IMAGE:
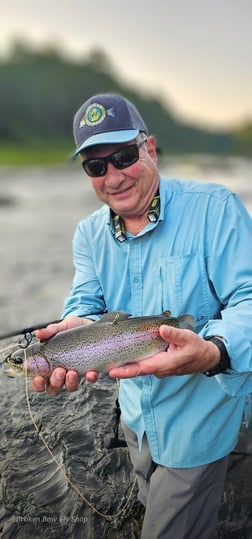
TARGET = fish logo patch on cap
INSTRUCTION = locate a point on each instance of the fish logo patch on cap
(95, 114)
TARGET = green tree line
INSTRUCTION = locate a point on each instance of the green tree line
(40, 91)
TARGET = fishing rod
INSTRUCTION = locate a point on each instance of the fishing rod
(26, 334)
(30, 329)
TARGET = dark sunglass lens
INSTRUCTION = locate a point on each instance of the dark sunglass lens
(125, 157)
(95, 167)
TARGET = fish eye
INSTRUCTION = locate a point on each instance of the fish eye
(18, 360)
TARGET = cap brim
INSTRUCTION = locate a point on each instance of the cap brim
(110, 137)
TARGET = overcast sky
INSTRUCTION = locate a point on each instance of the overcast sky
(194, 54)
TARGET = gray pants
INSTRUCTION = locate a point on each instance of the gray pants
(181, 503)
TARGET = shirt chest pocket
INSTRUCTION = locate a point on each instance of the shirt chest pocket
(184, 288)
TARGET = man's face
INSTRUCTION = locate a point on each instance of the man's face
(127, 191)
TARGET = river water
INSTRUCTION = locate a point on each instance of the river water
(39, 209)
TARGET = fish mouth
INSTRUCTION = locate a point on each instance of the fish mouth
(16, 366)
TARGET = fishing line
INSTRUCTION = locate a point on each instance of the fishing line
(13, 345)
(61, 467)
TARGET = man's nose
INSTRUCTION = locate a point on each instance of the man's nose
(114, 175)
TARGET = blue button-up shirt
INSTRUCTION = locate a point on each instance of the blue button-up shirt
(196, 259)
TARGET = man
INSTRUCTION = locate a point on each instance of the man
(162, 244)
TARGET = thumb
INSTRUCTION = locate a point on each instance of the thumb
(173, 335)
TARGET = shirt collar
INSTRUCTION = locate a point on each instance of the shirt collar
(118, 227)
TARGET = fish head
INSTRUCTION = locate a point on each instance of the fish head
(16, 363)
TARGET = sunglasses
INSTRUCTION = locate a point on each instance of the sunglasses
(122, 158)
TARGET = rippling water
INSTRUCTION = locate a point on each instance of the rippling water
(39, 209)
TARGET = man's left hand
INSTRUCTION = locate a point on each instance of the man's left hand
(187, 353)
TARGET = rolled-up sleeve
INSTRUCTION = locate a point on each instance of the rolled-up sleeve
(230, 272)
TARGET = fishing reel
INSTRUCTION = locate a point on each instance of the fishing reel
(112, 441)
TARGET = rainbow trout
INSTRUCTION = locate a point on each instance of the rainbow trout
(114, 340)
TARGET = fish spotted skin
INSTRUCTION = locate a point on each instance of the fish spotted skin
(114, 340)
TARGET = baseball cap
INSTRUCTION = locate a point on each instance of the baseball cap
(106, 119)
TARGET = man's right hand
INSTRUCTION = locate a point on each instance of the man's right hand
(60, 376)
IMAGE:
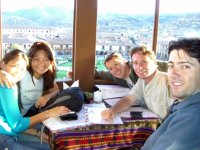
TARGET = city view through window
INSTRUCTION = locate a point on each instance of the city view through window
(121, 24)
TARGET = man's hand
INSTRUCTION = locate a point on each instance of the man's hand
(6, 79)
(108, 114)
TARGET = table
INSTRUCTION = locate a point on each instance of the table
(133, 133)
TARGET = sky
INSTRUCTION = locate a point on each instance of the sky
(104, 6)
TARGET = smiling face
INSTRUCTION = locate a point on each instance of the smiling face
(16, 68)
(143, 65)
(183, 74)
(40, 63)
(118, 68)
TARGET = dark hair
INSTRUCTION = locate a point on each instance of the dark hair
(10, 56)
(144, 51)
(111, 55)
(50, 75)
(14, 54)
(190, 45)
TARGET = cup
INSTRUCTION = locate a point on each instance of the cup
(98, 96)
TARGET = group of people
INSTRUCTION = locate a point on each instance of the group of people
(173, 95)
(19, 123)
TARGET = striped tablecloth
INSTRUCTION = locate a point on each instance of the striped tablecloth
(133, 133)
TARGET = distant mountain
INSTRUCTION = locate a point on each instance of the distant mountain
(60, 17)
(38, 17)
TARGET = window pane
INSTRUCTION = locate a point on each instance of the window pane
(122, 24)
(178, 19)
(25, 22)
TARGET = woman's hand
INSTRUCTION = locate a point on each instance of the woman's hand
(58, 111)
(6, 79)
(41, 102)
(108, 114)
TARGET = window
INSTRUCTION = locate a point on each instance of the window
(24, 22)
(123, 24)
(178, 19)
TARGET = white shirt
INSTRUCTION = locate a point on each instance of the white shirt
(30, 89)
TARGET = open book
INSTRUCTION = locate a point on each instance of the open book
(89, 115)
(113, 91)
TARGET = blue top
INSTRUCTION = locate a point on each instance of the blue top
(11, 120)
(180, 130)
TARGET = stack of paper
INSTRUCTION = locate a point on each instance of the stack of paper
(89, 115)
(113, 91)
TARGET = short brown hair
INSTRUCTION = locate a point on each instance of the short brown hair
(144, 51)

= = = = =

WHAT IS EXPECTED
Repeat every one of the entries above, changing "locate a point" to "mark one point" wherever it occurs and keeping everything else the same. Leave the pictures out.

FULL ANSWER
IMAGE:
TARGET = fish logo patch on cap
INSTRUCTION = mark one point on each instance of the fish logo patch on cap
(95, 114)
TARGET = green tree line
INSTRUCTION = mark one point on each instance of the green tree line
(40, 91)
TARGET = fishing rod
INSTRUCTION = mark one point on each instance of the fishing rod
(26, 334)
(30, 329)
TARGET = dark sunglass lens
INSTRUCTION = mark one point on each instance of the dark sunglass lens
(125, 157)
(95, 167)
TARGET = fish eye
INSTRUCTION = mark one point on each instance of the fish eye
(18, 360)
TARGET = cap brim
INSTRUCTION = mark one point on each instance of the cap brim
(110, 137)
TARGET = overcast sky
INSTRUCTION = mark one point on each instance of the overcast sky
(194, 54)
TARGET = gray pants
INSTRUCTION = mark one point on each instance of the gray pants
(181, 503)
TARGET = shirt chest pocket
INSTRUCTION = mark one point on each instance of the shirt chest pocket
(184, 288)
TARGET = man's face
INSTRUCTION = mark one point on each instance of the man's face
(127, 191)
TARGET = river water
INSTRUCTION = mark one point on each instance of the river water
(39, 209)
TARGET = fish mouth
INSTRUCTION = mark one point on each instance of the fish mouth
(16, 366)
TARGET = fishing line
INSTRUCTION = mark one point on each instance of the fishing line
(13, 345)
(61, 467)
TARGET = man's nose
INSTRUCTION = mark one point on each instance of the man's nose
(114, 175)
TARGET = blue button-up shirt
INSTRUCTION = mark one point on each instance of the blue button-up shirt
(196, 259)
TARGET = man
INSTRUCTION = mark one point on each instance of the man
(162, 244)
TARGET = thumb
INSTRUCTION = mark one point on each instance of the thumb
(173, 335)
TARGET = shirt collar
INSTRUCTION = mark one point on each instance of the shirt collar
(118, 227)
TARGET = fish head
INSTRUCTION = mark one point on each instance of the fish head
(16, 363)
TARGET = sunglasses
INSTRUCTION = mark one point on each instance of the sunglasses
(122, 158)
TARGET = rippling water
INSTRUCTION = mark one point on each instance of the rippling water
(39, 209)
TARGET = man's left hand
INSTRUCTION = mark one point on each instance of the man's left hand
(187, 353)
TARGET = rolled-up sleeve
INSTRUCTION = mark one point on each instance of the rolled-up sleeve
(230, 272)
TARGET = fishing reel
INSTRUCTION = mark one point on each instance of the fishing reel
(112, 441)
TARGET = rainbow trout
INSTRUCTION = mark one point on each instance of the rainbow trout
(114, 340)
TARGET = fish spotted skin
INSTRUCTION = mark one point on each instance of the fish spotted skin
(114, 340)
TARGET = baseball cap
INSTRUCTION = mark one point on each instance of the baseball cap
(106, 119)
TARGET = man's right hand
INSTRUCTION = mark one point on each instance of the man's right hand
(60, 376)
IMAGE:
TARGET = city view through window
INSTRUCTION = mark one point on each instance of the city view through window
(121, 24)
TARGET = man's hand
INSTRUCTION = mark one point on each instance of the man's hand
(6, 79)
(108, 114)
TARGET = table
INSTRUCTION = mark one point on each instance of the table
(133, 133)
TARGET = sky
INSTRUCTION = mark one point on each instance of the sky
(104, 6)
TARGET = smiling face
INSTRUCTION = mark one point on each instance of the smiling face
(16, 68)
(143, 65)
(183, 74)
(40, 63)
(118, 68)
TARGET = dark hair
INSTRUCTION = mark one point on each instance of the dark hair
(10, 56)
(144, 51)
(111, 55)
(50, 75)
(14, 54)
(190, 45)
TARGET = cup
INSTRUCTION = mark one point on each instance of the cup
(98, 96)
TARGET = group of people
INSTRUCTION = mark one point on each instance of the group of people
(173, 95)
(19, 123)
TARGET = striped tablecloth
INSTRUCTION = mark one point on each instance of the striped tablecloth
(133, 133)
TARGET = distant mountain
INSTRUCTION = mark one point on each instance of the distant mountain
(60, 17)
(38, 17)
TARGET = window pane
INSTRUCTION = mark one point on each instance of the window pane
(122, 24)
(178, 19)
(25, 22)
TARGET = woman's hand
INSTRUCTION = mark one point on each instance of the woman's hand
(58, 111)
(6, 79)
(41, 102)
(108, 114)
TARGET = window
INSTRUCTION = mark one point on each instance of the window
(24, 22)
(123, 24)
(178, 19)
TARGET = white shirt
INSTRUCTION = mark one point on each instance of the white shirt
(30, 89)
TARGET = open book
INSTRUCTION = mark one point on each instance of the open book
(89, 115)
(113, 91)
TARGET = blue top
INSTRUCTION = mark one point on each instance of the blue top
(11, 120)
(180, 130)
TARGET = stack of paper
INSTRUCTION = mark one point on each instance of the stack of paper
(89, 115)
(113, 91)
TARGET = short brown hair
INSTRUCTION = mark one point on each instance of the short brown hair
(144, 51)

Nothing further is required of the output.